# Your tasks
1 > Please list every Act named in the essay on the Aborigines Protection Acts, excluding the 1909 and 1915 Aborigines Protection Acts themselves.
2 > According to the essay on the Aborigines Protection Acts, why were the conditions of Aboriginal apprentices reduced?
3 > In the essay on the Aborigines Protection Acts, which Act finally repealed the many amending Acts?

# Document extract
Analysis of Aborigines Protection Act 1909 (NSW) and the Aborigines Protection Act 1915 (NSW)

Critically analyse how the Aborigines Protection Act 1909 (NSW) and the Aborigines Protection Act 1915 (NSW) has impacted Aboriginal and Torres Strait Islander people’s relationship with the law?


Aboriginal and Torres Strait Islander peoples are considered to be the very first inhabitants of Australia, based on the old definitions linked with the skin colour. Previously they were used to be called as Aboriginal blood but as of present times their ancestry has become their identity. Federal Government is also in acceptance of the term aborigine and have defined them as the one being the descendant of aborigines or is being identified as aborigine and is also accepted as being the part of the community.

Purpose of legislation

The Aborigines Protection Act 1909  was aimed to protect and also to take care of the aborigines and in so doing the Act aimed to repeal an enactment Supply of Liquors to Aborigines Prevention Act, and also to provide amendment to the Vagrancy Act, 1902, and the Police Offences (Amendment) Act, 1908. The Aborigines Protected Board was vested with more legal powers in order to protect and also to take care of the aborigines which was applicable for all the aborigines along with the special protection for their children and also the youth. Many amending Acts was taken into consideration and finally all of them was repealed with the existence of the Aborigines Act 1969.
The Aborigines Protection Amending Act 1915  was an addendum which made the significant rise of the powers for the Aborigines Protected Board. The newly added powers by this Act helped the Aborigines Protected Board in assuming the parental rights of the children belonging to the aborigines and in so doing they also had the power to remove the children from the lawful custody of their guardians or their parents and also most importantly without the orders of the Court and treat the children so absconded as being neglected under the provisions of the Neglected Children and Juvenile Offenders Act 1905 . Again, the Aborigines Protection Amending Act 1915 also removed the provision for the Board, which was previously subjected to the Apprentices Act 1901  for apprenticeship of children and in so doing the Aboriginal apprentices’ conditions were reduced. 

Impact on access to justice

Cunneen and Schwartz worked with the significant effort and identified that there are legal needs for the Aboriginal people and they are also facing barrier in accessing the justice.  Again, there is over representation of the fact that the Aboriginal and Torres Strait Islander people make the most of the prison population and also the fact that the women of this Aboriginal and Torres Strait Islander people is seen to be the particular victim of the violent crime and not only the women but it is also the fact that the younger generation are also detained as juveniles.

# Dataset
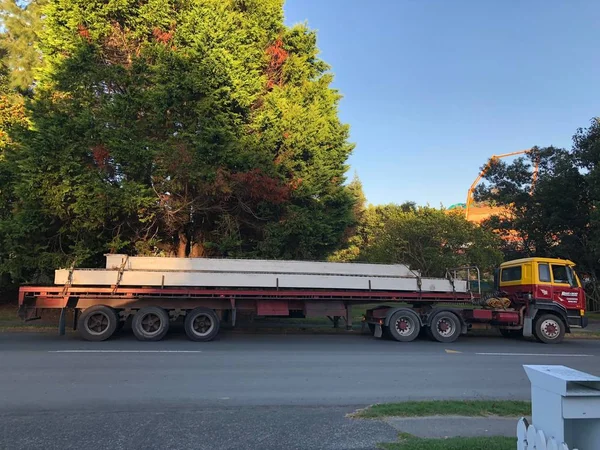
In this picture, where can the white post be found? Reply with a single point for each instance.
(566, 405)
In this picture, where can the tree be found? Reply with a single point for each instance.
(558, 217)
(352, 241)
(21, 22)
(185, 128)
(430, 240)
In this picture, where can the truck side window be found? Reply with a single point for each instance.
(559, 273)
(511, 273)
(544, 272)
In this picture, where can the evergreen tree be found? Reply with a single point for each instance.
(186, 128)
(21, 22)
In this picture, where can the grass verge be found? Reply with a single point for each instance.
(409, 442)
(470, 408)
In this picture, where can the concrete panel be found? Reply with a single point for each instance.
(256, 265)
(155, 278)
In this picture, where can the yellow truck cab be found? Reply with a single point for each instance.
(550, 292)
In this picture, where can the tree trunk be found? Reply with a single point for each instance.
(197, 250)
(182, 245)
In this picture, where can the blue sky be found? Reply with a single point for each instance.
(433, 88)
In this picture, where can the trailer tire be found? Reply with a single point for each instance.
(445, 327)
(549, 329)
(97, 323)
(150, 323)
(404, 326)
(201, 324)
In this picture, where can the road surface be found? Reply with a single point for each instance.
(267, 391)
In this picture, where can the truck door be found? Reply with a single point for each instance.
(543, 289)
(565, 289)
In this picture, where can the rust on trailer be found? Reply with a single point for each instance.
(52, 297)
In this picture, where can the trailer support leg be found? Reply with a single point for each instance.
(336, 321)
(75, 317)
(62, 322)
(348, 317)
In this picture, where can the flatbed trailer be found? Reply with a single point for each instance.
(99, 311)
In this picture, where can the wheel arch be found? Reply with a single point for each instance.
(552, 308)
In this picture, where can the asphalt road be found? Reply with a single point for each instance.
(245, 391)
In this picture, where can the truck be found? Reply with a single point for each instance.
(539, 297)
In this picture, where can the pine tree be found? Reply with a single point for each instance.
(21, 22)
(186, 128)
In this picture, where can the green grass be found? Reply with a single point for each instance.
(409, 442)
(471, 408)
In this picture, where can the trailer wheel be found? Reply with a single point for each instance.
(549, 329)
(404, 326)
(201, 324)
(150, 324)
(97, 323)
(445, 327)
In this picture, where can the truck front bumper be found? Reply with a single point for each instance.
(578, 321)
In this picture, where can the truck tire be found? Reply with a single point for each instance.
(404, 326)
(97, 323)
(445, 327)
(201, 324)
(549, 329)
(150, 324)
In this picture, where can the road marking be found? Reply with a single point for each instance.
(125, 351)
(534, 354)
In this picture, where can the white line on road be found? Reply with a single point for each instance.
(533, 354)
(125, 351)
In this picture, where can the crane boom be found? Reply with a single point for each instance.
(485, 169)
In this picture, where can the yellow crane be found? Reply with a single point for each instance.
(493, 160)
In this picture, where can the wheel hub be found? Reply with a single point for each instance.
(202, 324)
(444, 327)
(403, 326)
(550, 328)
(151, 323)
(97, 323)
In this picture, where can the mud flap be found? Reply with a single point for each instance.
(378, 331)
(528, 327)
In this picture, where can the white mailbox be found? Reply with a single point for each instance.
(566, 405)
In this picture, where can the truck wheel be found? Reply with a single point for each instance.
(405, 326)
(150, 324)
(549, 329)
(201, 324)
(97, 323)
(445, 327)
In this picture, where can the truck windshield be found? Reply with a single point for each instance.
(560, 274)
(571, 275)
(564, 274)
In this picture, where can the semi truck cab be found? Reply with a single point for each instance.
(547, 287)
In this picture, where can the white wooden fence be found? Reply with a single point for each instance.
(529, 438)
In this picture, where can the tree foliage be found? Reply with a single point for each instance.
(183, 128)
(427, 239)
(22, 24)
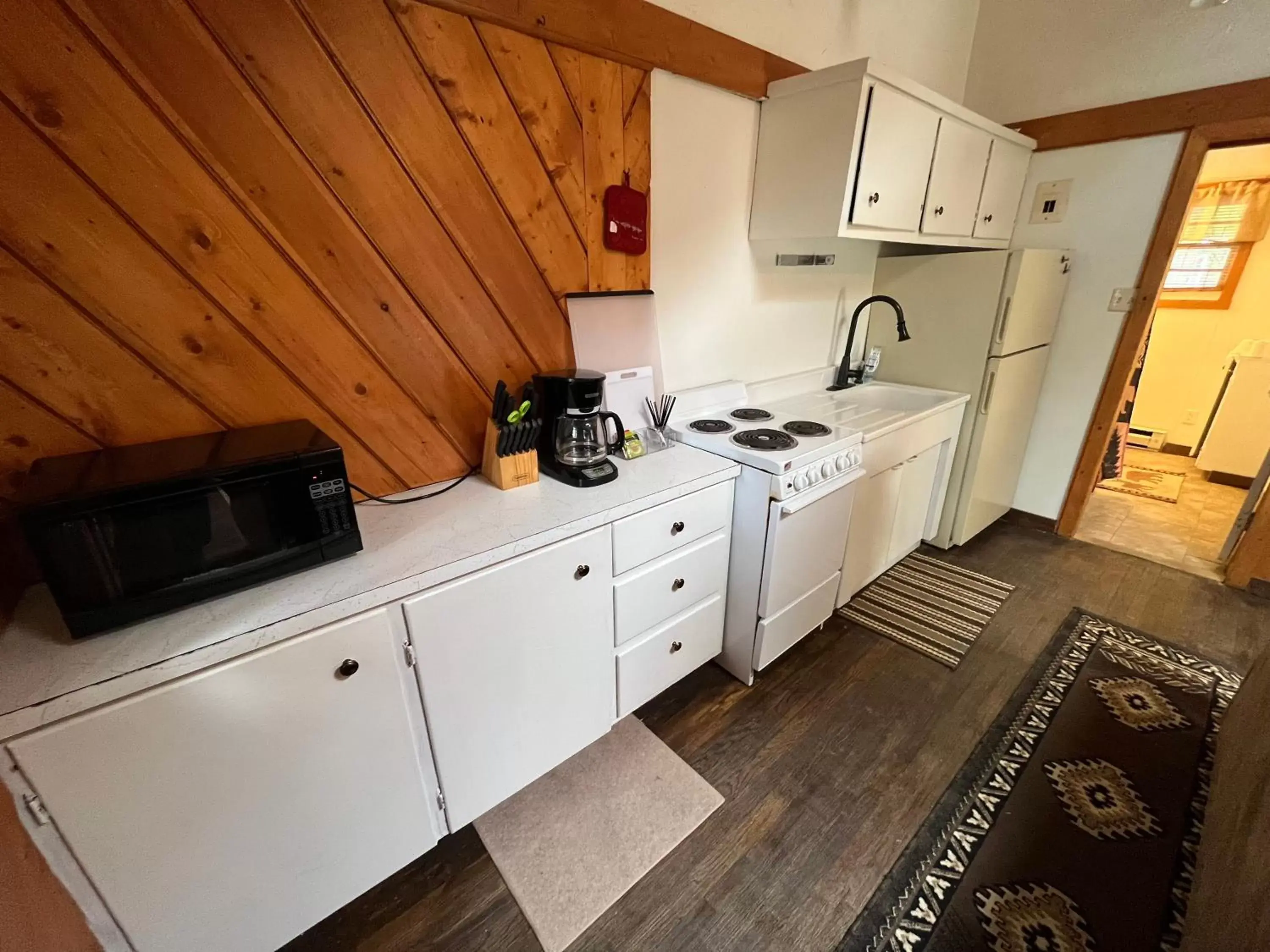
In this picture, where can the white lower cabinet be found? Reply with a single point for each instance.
(516, 668)
(235, 808)
(869, 537)
(914, 506)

# Responses for each task
1 >
- Supply of Liquors to Aborigines Prevention Act
- Vagrancy Act, 1902
- Police Offences (Amendment) Act, 1908
- Aborigines Act 1969
- Neglected Children and Juvenile Offenders Act 1905
- Apprentices Act 1901

2 > The Aborigines Protection Amending Act 1915 removed the provision that had previously made the Board subject to the Apprentices Act 1901 for the apprenticeship of children. With that provision gone, the conditions of Aboriginal apprentices were reduced.

3 > The Aborigines Act 1969.